▸ **RECORDS PROVIDED**
=== Section Start ===
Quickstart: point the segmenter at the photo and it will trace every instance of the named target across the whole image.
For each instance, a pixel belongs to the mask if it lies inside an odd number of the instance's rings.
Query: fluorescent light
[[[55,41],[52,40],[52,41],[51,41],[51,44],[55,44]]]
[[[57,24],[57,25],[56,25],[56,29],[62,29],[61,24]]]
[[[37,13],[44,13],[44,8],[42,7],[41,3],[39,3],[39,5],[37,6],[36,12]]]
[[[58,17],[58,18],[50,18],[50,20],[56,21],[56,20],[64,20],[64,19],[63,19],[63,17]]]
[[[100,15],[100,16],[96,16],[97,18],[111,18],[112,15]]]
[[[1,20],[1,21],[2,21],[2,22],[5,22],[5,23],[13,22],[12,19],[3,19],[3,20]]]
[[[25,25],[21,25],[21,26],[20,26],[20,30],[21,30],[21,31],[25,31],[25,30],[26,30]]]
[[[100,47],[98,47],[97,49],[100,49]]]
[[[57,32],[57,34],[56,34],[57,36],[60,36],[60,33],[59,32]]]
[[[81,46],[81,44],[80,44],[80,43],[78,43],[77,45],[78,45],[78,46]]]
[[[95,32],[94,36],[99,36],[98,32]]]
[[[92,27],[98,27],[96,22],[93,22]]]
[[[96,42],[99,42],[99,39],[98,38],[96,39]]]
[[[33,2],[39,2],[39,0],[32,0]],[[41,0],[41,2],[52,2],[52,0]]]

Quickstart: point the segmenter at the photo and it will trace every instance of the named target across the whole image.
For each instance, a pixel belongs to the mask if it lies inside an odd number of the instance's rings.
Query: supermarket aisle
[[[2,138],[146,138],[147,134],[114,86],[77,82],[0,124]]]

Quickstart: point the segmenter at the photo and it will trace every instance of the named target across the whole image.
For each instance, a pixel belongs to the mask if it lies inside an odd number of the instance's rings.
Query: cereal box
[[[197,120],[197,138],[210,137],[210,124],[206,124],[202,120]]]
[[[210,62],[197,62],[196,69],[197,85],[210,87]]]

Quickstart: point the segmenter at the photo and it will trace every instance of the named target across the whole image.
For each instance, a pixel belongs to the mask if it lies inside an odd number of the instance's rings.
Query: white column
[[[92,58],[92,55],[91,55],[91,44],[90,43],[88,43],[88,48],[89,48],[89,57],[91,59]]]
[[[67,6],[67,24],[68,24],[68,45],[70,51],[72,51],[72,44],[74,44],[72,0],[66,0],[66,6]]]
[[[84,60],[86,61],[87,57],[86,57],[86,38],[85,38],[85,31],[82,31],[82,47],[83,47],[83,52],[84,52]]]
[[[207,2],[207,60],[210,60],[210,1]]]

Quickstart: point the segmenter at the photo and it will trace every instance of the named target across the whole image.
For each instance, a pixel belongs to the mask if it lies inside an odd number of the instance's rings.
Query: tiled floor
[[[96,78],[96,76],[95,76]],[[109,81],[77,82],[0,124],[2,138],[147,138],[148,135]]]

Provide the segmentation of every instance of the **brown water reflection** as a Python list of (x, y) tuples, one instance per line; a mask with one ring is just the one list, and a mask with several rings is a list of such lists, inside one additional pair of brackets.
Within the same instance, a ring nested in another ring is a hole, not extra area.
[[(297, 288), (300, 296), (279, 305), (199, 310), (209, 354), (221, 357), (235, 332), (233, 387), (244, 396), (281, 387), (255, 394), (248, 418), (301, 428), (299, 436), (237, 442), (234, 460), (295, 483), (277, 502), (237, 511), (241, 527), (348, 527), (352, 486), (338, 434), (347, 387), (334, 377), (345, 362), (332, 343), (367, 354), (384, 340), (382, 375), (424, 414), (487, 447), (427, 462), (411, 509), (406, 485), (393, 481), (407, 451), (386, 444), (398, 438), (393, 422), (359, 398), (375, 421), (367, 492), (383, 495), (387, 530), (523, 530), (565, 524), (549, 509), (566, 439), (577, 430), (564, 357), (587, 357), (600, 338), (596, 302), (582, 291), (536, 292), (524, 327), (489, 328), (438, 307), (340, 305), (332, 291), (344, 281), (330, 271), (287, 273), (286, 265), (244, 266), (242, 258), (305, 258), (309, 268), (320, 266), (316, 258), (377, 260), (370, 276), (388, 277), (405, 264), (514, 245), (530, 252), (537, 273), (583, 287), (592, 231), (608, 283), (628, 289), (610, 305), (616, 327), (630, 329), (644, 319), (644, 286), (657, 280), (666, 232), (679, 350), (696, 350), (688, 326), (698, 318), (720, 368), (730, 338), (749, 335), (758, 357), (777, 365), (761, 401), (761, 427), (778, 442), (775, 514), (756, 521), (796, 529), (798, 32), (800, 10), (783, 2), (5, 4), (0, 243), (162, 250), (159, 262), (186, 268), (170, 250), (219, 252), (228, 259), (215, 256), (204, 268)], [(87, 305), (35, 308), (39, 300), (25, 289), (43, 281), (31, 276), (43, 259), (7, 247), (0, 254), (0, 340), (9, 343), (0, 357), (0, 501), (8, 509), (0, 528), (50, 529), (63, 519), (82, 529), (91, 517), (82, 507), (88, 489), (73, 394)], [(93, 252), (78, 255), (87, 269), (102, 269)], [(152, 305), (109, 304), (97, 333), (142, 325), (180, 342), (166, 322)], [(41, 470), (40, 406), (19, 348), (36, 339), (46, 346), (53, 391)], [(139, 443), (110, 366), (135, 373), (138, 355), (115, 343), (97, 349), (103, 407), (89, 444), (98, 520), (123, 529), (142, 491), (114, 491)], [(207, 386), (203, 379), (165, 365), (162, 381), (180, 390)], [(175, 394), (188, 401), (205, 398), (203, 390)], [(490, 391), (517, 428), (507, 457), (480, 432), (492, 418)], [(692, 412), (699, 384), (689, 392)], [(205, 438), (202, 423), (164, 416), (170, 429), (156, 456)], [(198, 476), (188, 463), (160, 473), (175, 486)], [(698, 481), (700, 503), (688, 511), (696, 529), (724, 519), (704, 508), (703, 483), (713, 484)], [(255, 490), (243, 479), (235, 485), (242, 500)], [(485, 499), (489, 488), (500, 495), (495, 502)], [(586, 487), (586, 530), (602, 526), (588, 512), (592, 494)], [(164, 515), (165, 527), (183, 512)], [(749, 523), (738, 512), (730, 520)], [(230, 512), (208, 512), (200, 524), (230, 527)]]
=== Section End ===
▸ **DIRECTIONS FOR THIS TASK**
From the first entry to the last, reproduce everything precisely.

▸ **ANSWER TO THE EXERCISE**
Quickstart: point the segmenter at the photo and it will trace every instance of the named target across the whole image.
For each instance, a pixel belongs to the mask if it lies inside an odd number of the instance's rings.
Query: fluorescent light
[[[55,41],[52,40],[52,41],[51,41],[51,44],[55,44]]]
[[[57,24],[57,25],[56,25],[56,29],[62,29],[61,24]]]
[[[37,13],[44,13],[44,8],[42,7],[41,3],[39,3],[39,5],[37,6],[36,12]]]
[[[58,17],[58,18],[50,18],[50,20],[56,21],[56,20],[64,20],[64,19],[63,19],[63,17]]]
[[[100,15],[100,16],[96,16],[97,18],[111,18],[112,15]]]
[[[1,20],[1,21],[2,21],[2,22],[5,22],[5,23],[13,22],[12,19],[3,19],[3,20]]]
[[[25,25],[21,25],[21,26],[20,26],[20,30],[21,30],[21,31],[25,31],[25,30],[26,30]]]
[[[100,47],[98,47],[97,49],[100,49]]]
[[[57,32],[57,34],[56,34],[57,36],[60,36],[60,33],[59,32]]]
[[[81,46],[81,44],[80,44],[80,43],[78,43],[77,45],[78,45],[78,46]]]
[[[95,32],[94,36],[99,36],[98,32]]]
[[[92,27],[98,27],[96,22],[93,22]]]
[[[96,42],[99,42],[99,39],[98,38],[96,39]]]
[[[33,2],[39,2],[39,0],[32,0]],[[41,0],[41,2],[52,2],[52,0]]]

Quickstart: point the segmenter at the photo and it will trace every instance of the named target across the whole image.
For each instance, a pixel belongs to the mask if it lies inside an odd number of the instance's rings.
Query: supermarket aisle
[[[2,138],[146,138],[147,134],[114,86],[77,82],[0,124]]]

Quickstart: point the segmenter at the photo and it will trace every instance of the named target across the whole image.
For each instance, a pixel belongs to the mask if it lies inside an odd number of the instance's rings.
Query: cereal box
[[[197,120],[197,138],[210,137],[210,124],[206,124],[202,120]]]
[[[210,62],[197,62],[196,69],[197,85],[210,87]]]

Quickstart: point the segmenter at the photo and it will trace every instance of the named target across the whole image.
For each instance, a pixel belongs to the mask if it lies inside an odd number of the instance's rings.
Query: white column
[[[92,58],[92,55],[91,55],[91,44],[90,43],[88,43],[88,48],[89,48],[89,57],[91,59]]]
[[[67,6],[67,24],[68,24],[68,45],[70,51],[72,51],[72,44],[74,44],[72,0],[66,0],[66,6]]]
[[[84,60],[86,61],[87,57],[86,57],[86,38],[85,38],[85,31],[82,31],[82,47],[83,47],[83,52],[84,52]]]
[[[207,2],[207,60],[210,60],[210,1]]]

Quickstart: point the segmenter at the photo and it will trace every instance of the named target across the whole image.
For each instance, a pixel belongs to the mask if it lies inside an odd number of the instance's rings.
Query: tiled floor
[[[96,78],[96,76],[95,76]],[[109,81],[77,82],[0,124],[2,138],[147,138],[148,135]]]

Provide the segmentation of every instance of the **brown water reflection** as a Python list of (x, y) tuples, one instance per line; a mask with one ring is just the one list, and a mask with several rings is a list of such lists, inside one additional pair of brackets.
Within the same instance, a ring nested in another ring is a hole, not extra area.
[[(297, 288), (300, 296), (279, 305), (199, 310), (209, 354), (221, 357), (235, 332), (233, 387), (244, 396), (281, 387), (255, 394), (248, 418), (301, 428), (299, 436), (237, 442), (234, 460), (295, 483), (277, 502), (237, 511), (241, 527), (348, 527), (352, 486), (338, 434), (347, 387), (334, 377), (345, 362), (332, 343), (367, 354), (384, 340), (382, 375), (424, 414), (487, 447), (427, 462), (411, 509), (406, 485), (393, 481), (407, 451), (386, 444), (398, 438), (393, 422), (359, 398), (375, 421), (367, 492), (383, 495), (387, 530), (523, 530), (565, 524), (549, 509), (566, 439), (577, 430), (564, 357), (587, 357), (600, 338), (596, 302), (582, 291), (536, 292), (524, 327), (489, 328), (438, 307), (340, 305), (332, 291), (344, 281), (330, 271), (287, 273), (286, 265), (244, 266), (242, 258), (305, 258), (309, 268), (320, 266), (316, 258), (377, 260), (370, 276), (388, 277), (405, 264), (514, 245), (530, 252), (537, 273), (583, 287), (592, 231), (608, 283), (628, 289), (610, 305), (616, 327), (630, 329), (644, 319), (644, 286), (657, 280), (666, 232), (679, 350), (696, 350), (688, 326), (698, 318), (720, 368), (730, 338), (749, 335), (758, 357), (777, 365), (761, 401), (761, 427), (778, 442), (775, 514), (756, 521), (796, 529), (798, 32), (800, 10), (783, 2), (5, 4), (0, 243), (162, 250), (159, 262), (186, 268), (170, 250), (219, 252), (228, 259), (215, 256), (204, 268)], [(87, 305), (35, 308), (39, 300), (25, 289), (43, 281), (31, 276), (43, 259), (7, 247), (0, 254), (0, 340), (9, 343), (0, 357), (0, 501), (8, 509), (0, 528), (50, 529), (63, 519), (82, 529), (91, 517), (82, 507), (88, 489), (73, 394)], [(93, 252), (78, 255), (87, 269), (102, 269)], [(152, 305), (109, 304), (97, 333), (142, 325), (180, 342), (166, 322)], [(41, 470), (40, 406), (19, 348), (36, 339), (46, 346), (53, 391)], [(139, 443), (110, 366), (135, 373), (138, 355), (115, 343), (97, 349), (103, 407), (89, 444), (98, 520), (123, 529), (142, 491), (114, 491)], [(207, 386), (203, 379), (165, 365), (162, 381), (180, 390)], [(175, 394), (188, 401), (205, 398), (203, 390)], [(490, 391), (517, 428), (507, 457), (480, 432), (492, 418)], [(692, 412), (699, 384), (689, 392)], [(205, 438), (202, 423), (164, 416), (170, 429), (156, 456)], [(198, 476), (188, 463), (160, 473), (175, 486)], [(698, 481), (700, 503), (688, 511), (696, 529), (724, 519), (704, 508), (703, 483), (713, 484)], [(255, 490), (243, 479), (235, 485), (242, 500)], [(485, 499), (489, 488), (500, 495), (495, 502)], [(586, 487), (586, 530), (602, 526), (588, 512), (592, 494)], [(164, 515), (165, 527), (183, 512)], [(749, 523), (738, 512), (730, 520)], [(230, 512), (208, 512), (200, 524), (230, 527)]]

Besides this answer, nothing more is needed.